**WORK ORDER**
Can you write out, word for word, the part of the text on sodium diformate in broilers from "Gastrointestinal health remains" up to and including "in South Asia."?
--- TEXT FOR ANALYSIS Enclosed Below ---
Gastrointestinal health remains a primary hurdle for commercial poultry success, traditionally managed through prophylactic antibiotics. however, shifting regulatory landscapes and consumer demands are driving the search for reliable alternatives. In the study "Dietary sodium diformate improves productivity index in broilers under tropical conditions," researchers Christian Lückstädt, Stevan Petrović, and Prasad Kulkarni from ADDCON, Germany, presented at the Tropentag 2025 conference, evaluate how organic acid salts can bridge this gap. The research specifically examined the impact of 0.15% sodium diformate (NDF) against both negative controls and diets containing Oxytetracycline in a 35-day trial involving 250 birds in South Asia.
The practical value for producers is found in the significant boost to the European Broiler Index (EBI), which integrates average daily gain, survival rates, and feed conversion. While the performance of the antibiotic-treated group and the negative control remained statistically similar, the birds supplemented with sodium diformate achieved an EBI of 398—a notable 8.9% increase over the control groups. For professionals managing operations in heat-stressed or tropical environments, this suggests that NDF does more than just replace antibiotics; it optimizes overall biological efficiency. From an academic perspective, the study raises an interesting point regarding the limitations of traditional AGPs in certain environments, as the sodium diformate significantly outperformed the antibiotic-enhanced diet, suggesting a more robust mode of action in stabilizing the gastrointestinal environment under tropical pressures.
--- End of Enclosed TEXT FOR ANALYSIS ---
--- EXTRACTED RECORDS Enclosed Below ---
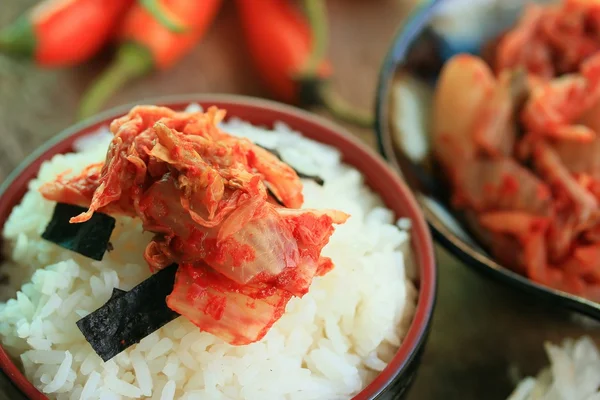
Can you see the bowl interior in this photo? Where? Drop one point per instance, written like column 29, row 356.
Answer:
column 437, row 31
column 259, row 112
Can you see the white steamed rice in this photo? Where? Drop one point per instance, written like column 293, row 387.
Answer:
column 328, row 345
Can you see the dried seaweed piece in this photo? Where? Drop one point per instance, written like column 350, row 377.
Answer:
column 89, row 239
column 318, row 180
column 129, row 317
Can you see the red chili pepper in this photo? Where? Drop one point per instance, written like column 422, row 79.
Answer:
column 147, row 44
column 289, row 53
column 62, row 32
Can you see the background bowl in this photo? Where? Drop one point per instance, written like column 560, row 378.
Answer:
--- End of Enclosed EXTRACTED RECORDS ---
**RESULT**
Gastrointestinal health remains a primary hurdle for commercial poultry success, traditionally managed through prophylactic antibiotics. however, shifting regulatory landscapes and consumer demands are driving the search for reliable alternatives. In the study "Dietary sodium diformate improves productivity index in broilers under tropical conditions," researchers Christian Lückstädt, Stevan Petrović, and Prasad Kulkarni from ADDCON, Germany, presented at the Tropentag 2025 conference, evaluate how organic acid salts can bridge this gap. The research specifically examined the impact of 0.15% sodium diformate (NDF) against both negative controls and diets containing Oxytetracycline in a 35-day trial involving 250 birds in South Asia.